-- Start Dataset records --

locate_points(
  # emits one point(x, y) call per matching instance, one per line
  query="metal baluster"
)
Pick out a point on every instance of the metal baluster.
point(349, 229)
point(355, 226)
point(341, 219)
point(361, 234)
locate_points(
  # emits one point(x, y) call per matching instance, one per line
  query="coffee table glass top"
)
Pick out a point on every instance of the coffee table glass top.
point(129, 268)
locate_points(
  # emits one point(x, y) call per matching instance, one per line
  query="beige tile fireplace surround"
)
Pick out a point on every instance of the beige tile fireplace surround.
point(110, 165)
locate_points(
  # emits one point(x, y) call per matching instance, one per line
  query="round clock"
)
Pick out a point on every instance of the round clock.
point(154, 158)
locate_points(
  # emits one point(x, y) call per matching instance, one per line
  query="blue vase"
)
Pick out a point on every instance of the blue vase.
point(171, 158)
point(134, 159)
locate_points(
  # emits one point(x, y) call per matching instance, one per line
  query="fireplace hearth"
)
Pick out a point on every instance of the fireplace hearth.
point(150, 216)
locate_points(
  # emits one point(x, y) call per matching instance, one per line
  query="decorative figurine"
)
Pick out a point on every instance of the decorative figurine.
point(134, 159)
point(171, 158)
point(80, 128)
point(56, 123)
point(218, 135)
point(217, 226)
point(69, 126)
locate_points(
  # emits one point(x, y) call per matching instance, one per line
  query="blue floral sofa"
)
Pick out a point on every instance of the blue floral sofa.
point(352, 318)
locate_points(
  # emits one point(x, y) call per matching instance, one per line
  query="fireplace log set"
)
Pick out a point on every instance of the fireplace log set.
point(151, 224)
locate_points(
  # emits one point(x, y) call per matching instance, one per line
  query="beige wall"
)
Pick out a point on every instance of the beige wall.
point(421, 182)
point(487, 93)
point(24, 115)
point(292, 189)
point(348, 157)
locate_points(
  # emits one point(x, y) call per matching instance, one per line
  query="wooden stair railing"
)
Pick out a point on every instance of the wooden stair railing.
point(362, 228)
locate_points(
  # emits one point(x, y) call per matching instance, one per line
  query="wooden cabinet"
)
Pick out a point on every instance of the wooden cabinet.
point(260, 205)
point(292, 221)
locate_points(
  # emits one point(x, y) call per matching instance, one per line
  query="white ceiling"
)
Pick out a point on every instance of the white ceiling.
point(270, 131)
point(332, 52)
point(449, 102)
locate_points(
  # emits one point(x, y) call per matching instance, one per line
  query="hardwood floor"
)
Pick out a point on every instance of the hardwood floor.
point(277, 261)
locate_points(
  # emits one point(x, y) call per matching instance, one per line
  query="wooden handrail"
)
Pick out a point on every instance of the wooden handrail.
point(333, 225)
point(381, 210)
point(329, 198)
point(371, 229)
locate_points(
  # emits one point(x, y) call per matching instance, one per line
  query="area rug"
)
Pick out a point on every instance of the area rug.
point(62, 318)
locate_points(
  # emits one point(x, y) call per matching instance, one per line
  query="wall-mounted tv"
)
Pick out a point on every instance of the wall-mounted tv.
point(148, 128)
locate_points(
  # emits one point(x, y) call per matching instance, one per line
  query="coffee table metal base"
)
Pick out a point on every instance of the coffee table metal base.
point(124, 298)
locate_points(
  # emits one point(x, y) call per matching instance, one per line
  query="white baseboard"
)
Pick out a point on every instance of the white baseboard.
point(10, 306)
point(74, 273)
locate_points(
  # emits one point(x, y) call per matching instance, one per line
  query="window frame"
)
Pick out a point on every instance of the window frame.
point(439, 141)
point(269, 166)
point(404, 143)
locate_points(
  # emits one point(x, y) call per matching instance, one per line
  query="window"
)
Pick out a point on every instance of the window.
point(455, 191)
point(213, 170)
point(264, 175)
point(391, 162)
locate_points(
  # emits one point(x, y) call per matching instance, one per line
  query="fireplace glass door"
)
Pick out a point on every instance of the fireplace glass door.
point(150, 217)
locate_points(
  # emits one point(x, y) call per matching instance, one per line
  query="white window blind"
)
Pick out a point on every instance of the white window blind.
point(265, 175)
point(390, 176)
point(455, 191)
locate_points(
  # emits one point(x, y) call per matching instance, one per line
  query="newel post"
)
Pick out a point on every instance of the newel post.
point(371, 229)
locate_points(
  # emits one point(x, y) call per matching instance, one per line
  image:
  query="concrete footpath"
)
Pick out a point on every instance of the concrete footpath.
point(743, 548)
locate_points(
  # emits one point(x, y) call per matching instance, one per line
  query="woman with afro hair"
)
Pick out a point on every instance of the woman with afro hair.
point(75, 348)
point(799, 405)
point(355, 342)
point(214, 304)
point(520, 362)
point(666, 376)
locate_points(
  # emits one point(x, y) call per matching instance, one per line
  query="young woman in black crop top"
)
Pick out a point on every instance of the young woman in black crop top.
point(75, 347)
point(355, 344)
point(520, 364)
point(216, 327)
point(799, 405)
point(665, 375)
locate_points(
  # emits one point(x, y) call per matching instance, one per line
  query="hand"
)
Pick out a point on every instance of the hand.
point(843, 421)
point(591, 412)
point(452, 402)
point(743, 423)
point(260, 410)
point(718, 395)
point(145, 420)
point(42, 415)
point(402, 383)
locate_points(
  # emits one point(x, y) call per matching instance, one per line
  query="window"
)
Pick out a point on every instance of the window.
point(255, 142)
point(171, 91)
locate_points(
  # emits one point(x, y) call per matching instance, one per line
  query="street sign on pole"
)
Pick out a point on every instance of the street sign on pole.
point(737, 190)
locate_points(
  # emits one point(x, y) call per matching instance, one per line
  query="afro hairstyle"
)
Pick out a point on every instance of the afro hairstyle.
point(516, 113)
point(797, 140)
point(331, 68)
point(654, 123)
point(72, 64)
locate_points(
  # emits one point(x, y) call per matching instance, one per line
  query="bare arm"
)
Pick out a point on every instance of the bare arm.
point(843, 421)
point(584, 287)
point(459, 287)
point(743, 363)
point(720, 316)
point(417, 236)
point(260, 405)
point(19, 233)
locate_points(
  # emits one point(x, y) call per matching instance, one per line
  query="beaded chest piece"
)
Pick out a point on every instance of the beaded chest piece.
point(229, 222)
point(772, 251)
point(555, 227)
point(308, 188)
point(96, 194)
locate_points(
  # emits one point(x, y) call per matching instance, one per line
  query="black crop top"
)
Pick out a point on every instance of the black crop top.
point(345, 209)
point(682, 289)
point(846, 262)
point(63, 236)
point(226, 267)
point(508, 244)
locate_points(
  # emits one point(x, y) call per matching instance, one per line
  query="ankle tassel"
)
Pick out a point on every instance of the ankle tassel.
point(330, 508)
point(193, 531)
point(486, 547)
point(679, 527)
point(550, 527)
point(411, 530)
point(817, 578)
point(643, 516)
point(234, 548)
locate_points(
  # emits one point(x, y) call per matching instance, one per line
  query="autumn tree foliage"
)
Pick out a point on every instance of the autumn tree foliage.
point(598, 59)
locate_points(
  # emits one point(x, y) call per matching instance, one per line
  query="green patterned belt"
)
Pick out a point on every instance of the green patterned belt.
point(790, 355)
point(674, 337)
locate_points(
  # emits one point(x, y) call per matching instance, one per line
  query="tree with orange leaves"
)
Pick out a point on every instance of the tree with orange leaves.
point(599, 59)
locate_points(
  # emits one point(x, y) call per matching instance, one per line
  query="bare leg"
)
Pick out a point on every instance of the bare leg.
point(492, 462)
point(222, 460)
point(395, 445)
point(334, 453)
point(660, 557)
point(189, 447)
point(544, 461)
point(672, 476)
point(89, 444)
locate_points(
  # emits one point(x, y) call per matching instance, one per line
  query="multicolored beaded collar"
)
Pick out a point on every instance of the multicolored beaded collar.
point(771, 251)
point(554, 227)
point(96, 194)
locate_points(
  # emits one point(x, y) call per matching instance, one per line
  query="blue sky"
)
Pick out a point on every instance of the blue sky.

-- End Dataset records --

Turn every line of the entries above into a numbered list, skipping any blank lines.

-- Output below --
1. locate_points(
2.   # emits one point(x, y) call per matching instance, one per line
3.   query="metal baluster"
4. )
5. Pick out a point on every instance of the metal baluster.
6. point(349, 229)
7. point(355, 226)
8. point(341, 219)
9. point(361, 234)
10. locate_points(
11.   # emits one point(x, y) call per matching instance, one per line
12.   query="coffee table glass top"
13. )
14. Pick out a point on every instance of the coffee table glass top.
15. point(129, 268)
16. locate_points(
17.   # emits one point(x, y) call per matching instance, one per line
18.   query="beige tile fireplace surround"
19. )
20. Pick out a point on every instance of the beige tile fireplace surround.
21. point(110, 165)
22. locate_points(
23.   # emits one point(x, y) call per matching instance, one per line
24.   query="round clock"
25. )
26. Pick out a point on every instance of the round clock.
27. point(154, 158)
28. locate_points(
29.   # emits one point(x, y) call per matching instance, one per line
30.   query="blue vase"
31. )
32. Pick out a point on every instance of the blue vase.
33. point(171, 158)
34. point(134, 159)
35. locate_points(
36.   # emits one point(x, y) call per matching instance, one per line
37.   query="fireplace hearth"
38. )
39. Pick out a point on every instance of the fireplace hearth.
40. point(150, 216)
41. locate_points(
42.   # emits one point(x, y) call per matching instance, one per line
43.   query="decorative figurine"
44. )
45. Pick out a point on every instance of the decorative figurine.
46. point(134, 159)
47. point(171, 158)
48. point(80, 128)
49. point(56, 123)
50. point(218, 135)
51. point(217, 226)
52. point(69, 126)
53. locate_points(
54.   # emits one point(x, y) call per matching instance, one per line
55.   query="blue floral sofa"
56. )
57. Pick out a point on every instance of the blue floral sofa.
58. point(352, 318)
59. locate_points(
60.   # emits one point(x, y) call per matching instance, one per line
61.   query="fireplace log set"
62. )
63. Pick out a point on every instance of the fireplace log set.
64. point(151, 224)
65. locate_points(
66.   # emits one point(x, y) call per matching instance, one per line
67.   query="beige wall"
68. )
69. Pick out a point on every instance of the beige wall.
70. point(421, 182)
71. point(487, 93)
72. point(24, 115)
73. point(292, 189)
74. point(348, 157)
75. locate_points(
76.   # emits one point(x, y) call per matching instance, one per line
77.   query="wooden stair railing"
78. )
79. Pick out a point on every instance of the wooden stair railing.
80. point(362, 228)
81. locate_points(
82.   # emits one point(x, y) call per matching instance, one per line
83.   query="wooden cabinet"
84. )
85. Pick out a point on every instance of the wooden cabinet.
86. point(260, 205)
87. point(292, 221)
88. locate_points(
89.   # emits one point(x, y) call per matching instance, one per line
90.   query="white ceiling"
91. )
92. Pick out a point on every instance of the white ceiling.
93. point(270, 131)
94. point(332, 52)
95. point(449, 102)
96. locate_points(
97.   # emits one point(x, y) call per matching instance, one per line
98.   query="hardwood floor"
99. )
100. Pick out a point on every instance of the hardwood floor.
101. point(277, 261)
102. locate_points(
103.   # emits one point(x, y) call per matching instance, one per line
104.   query="wooden handrail"
105. )
106. Pick out a point on every instance of the wooden handrail.
107. point(333, 225)
108. point(381, 210)
109. point(329, 198)
110. point(371, 229)
111. locate_points(
112.   # emits one point(x, y) call per matching instance, one per line
113.   query="area rug"
114. )
115. Pick out a point on every instance of the area rug.
116. point(62, 318)
117. locate_points(
118.   # emits one point(x, y) call per matching instance, one per line
119.   query="wall-mounted tv"
120. )
121. Pick out a point on every instance of the wall-mounted tv.
122. point(148, 128)
123. locate_points(
124.   # emits one point(x, y) call per matching instance, one per line
125.   query="coffee table metal base"
126. )
127. Pick out a point on every instance of the coffee table metal base.
128. point(124, 298)
129. locate_points(
130.   # emits one point(x, y) call per matching instance, one per line
131.   query="white baseboard"
132. )
133. Pick out a point on every instance of the white baseboard.
134. point(10, 306)
135. point(74, 273)
136. locate_points(
137.   # emits one point(x, y) call per matching instance, one per line
138.   query="window frame"
139. )
140. Pick out a point on every instance of the window frame.
141. point(439, 141)
142. point(269, 166)
143. point(404, 143)
144. locate_points(
145.   # emits one point(x, y) call per matching instance, one per line
146.   query="window"
147. )
148. Pick out a point on every instance of the window.
149. point(455, 191)
150. point(213, 170)
151. point(264, 175)
152. point(391, 162)
153. locate_points(
154.   # emits one point(x, y) call per matching instance, one per line
155.   query="fireplace glass door"
156. )
157. Pick out a point on every instance of the fireplace glass door.
158. point(150, 217)
159. locate_points(
160.   # emits one point(x, y) call per matching instance, one per line
161.   query="white window blind"
162. )
163. Pick out a point on every instance of the white window blind.
164. point(265, 175)
165. point(390, 176)
166. point(455, 191)
167. locate_points(
168.   # emits one point(x, y) call per matching instance, one per line
169.   query="newel post"
170. )
171. Pick out a point on every instance of the newel post.
172. point(371, 229)
173. locate_points(
174.   # emits one point(x, y) call per matching instance, one per line
175.   image:
176.   query="concrete footpath"
177. )
178. Pick out a point on every instance of the concrete footpath.
179. point(743, 548)
180. locate_points(
181.   # emits one point(x, y) call per matching instance, one per line
182.   query="woman with afro hair"
183. )
184. Pick out a point on every instance of the woman with afro hair.
185. point(75, 348)
186. point(799, 405)
187. point(355, 342)
188. point(214, 304)
189. point(520, 362)
190. point(666, 376)
191. locate_points(
192.   # emits one point(x, y) call per matching instance, one per line
193.   query="young woman in black crop top"
194. )
195. Pick out a point on every instance of the young woman in black crop top.
196. point(75, 347)
197. point(355, 344)
198. point(520, 364)
199. point(216, 327)
200. point(799, 405)
201. point(665, 375)
202. locate_points(
203.   # emits one point(x, y) call per matching instance, one per line
204.   query="hand"
205. )
206. Pick out a point on every instance of the hand.
207. point(843, 421)
208. point(591, 412)
209. point(452, 402)
210. point(743, 423)
211. point(260, 410)
212. point(718, 395)
213. point(145, 420)
214. point(42, 415)
215. point(402, 383)
216. locate_points(
217.   # emits one point(x, y) call per matching instance, one per line
218.   query="window"
219. )
220. Pick out a point on every instance of the window.
221. point(255, 142)
222. point(171, 91)
223. locate_points(
224.   # emits one point(x, y) call per matching instance, one per line
225.   query="street sign on pole"
226. )
227. Pick out a point on every instance of the street sign on pole.
228. point(737, 190)
229. locate_points(
230.   # emits one point(x, y) call per matching instance, one per line
231.   query="afro hairstyle"
232. )
233. Pick out a point on every instance of the afro hairstyle.
234. point(516, 113)
235. point(797, 140)
236. point(331, 68)
237. point(654, 123)
238. point(72, 64)
239. locate_points(
240.   # emits one point(x, y) call per matching instance, one per line
241.   query="bare arm"
242. )
243. Pick out a point on every instance of the bare arm.
244. point(843, 421)
245. point(584, 287)
246. point(459, 287)
247. point(743, 363)
248. point(720, 316)
249. point(417, 236)
250. point(260, 405)
251. point(19, 233)
252. locate_points(
253.   # emits one point(x, y) call per matching instance, one per line
254.   query="beaded chest piece"
255. )
256. Pick out a point on every instance of the beaded chest piece.
257. point(229, 222)
258. point(772, 251)
259. point(555, 227)
260. point(308, 188)
261. point(96, 194)
262. locate_points(
263.   # emits one point(x, y) call per matching instance, one per line
264.   query="black crop top"
265. )
266. Pick out a point on every instance of the black crop top.
267. point(345, 209)
268. point(682, 289)
269. point(846, 262)
270. point(63, 236)
271. point(226, 267)
272. point(508, 244)
273. locate_points(
274.   # emits one point(x, y) call per matching instance, one per line
275.   query="ankle tassel"
276. )
277. Pick out a point on every instance of the ankle tassel.
278. point(330, 508)
279. point(193, 531)
280. point(486, 547)
281. point(679, 527)
282. point(550, 527)
283. point(411, 530)
284. point(817, 578)
285. point(643, 516)
286. point(234, 548)
287. locate_points(
288.   # emits one point(x, y) call per matching instance, one per line
289.   query="autumn tree foliage"
290. )
291. Pick out a point on every instance of the autumn tree foliage.
292. point(598, 59)
293. locate_points(
294.   # emits one point(x, y) call per matching instance, one per line
295.   query="green patterned belt"
296. )
297. Pick out a point on every instance of the green patterned belt.
298. point(790, 355)
299. point(674, 337)
300. locate_points(
301.   # emits one point(x, y) call per matching instance, one per line
302.   query="tree with orange leaves"
303. )
304. Pick out a point on every instance of the tree with orange leaves.
305. point(599, 59)
306. locate_points(
307.   # emits one point(x, y) call per matching instance, one per line
308.   query="bare leg"
309. )
310. Pick out a point on every instance of the bare leg.
311. point(492, 462)
312. point(222, 460)
313. point(395, 445)
314. point(334, 453)
315. point(660, 557)
316. point(189, 447)
317. point(544, 461)
318. point(672, 476)
319. point(89, 444)
320. locate_points(
321.   # emits one point(x, y) call per matching instance, one per line
322.   query="multicolored beaded collar"
323. )
324. Pick out a point on every instance of the multicolored beaded collar.
325. point(771, 251)
326. point(554, 227)
327. point(96, 194)
328. locate_points(
329.   # emits one point(x, y) call per matching instance, one per line
330.   query="blue sky"
331. )
332. Pick out a point on every instance of the blue sky.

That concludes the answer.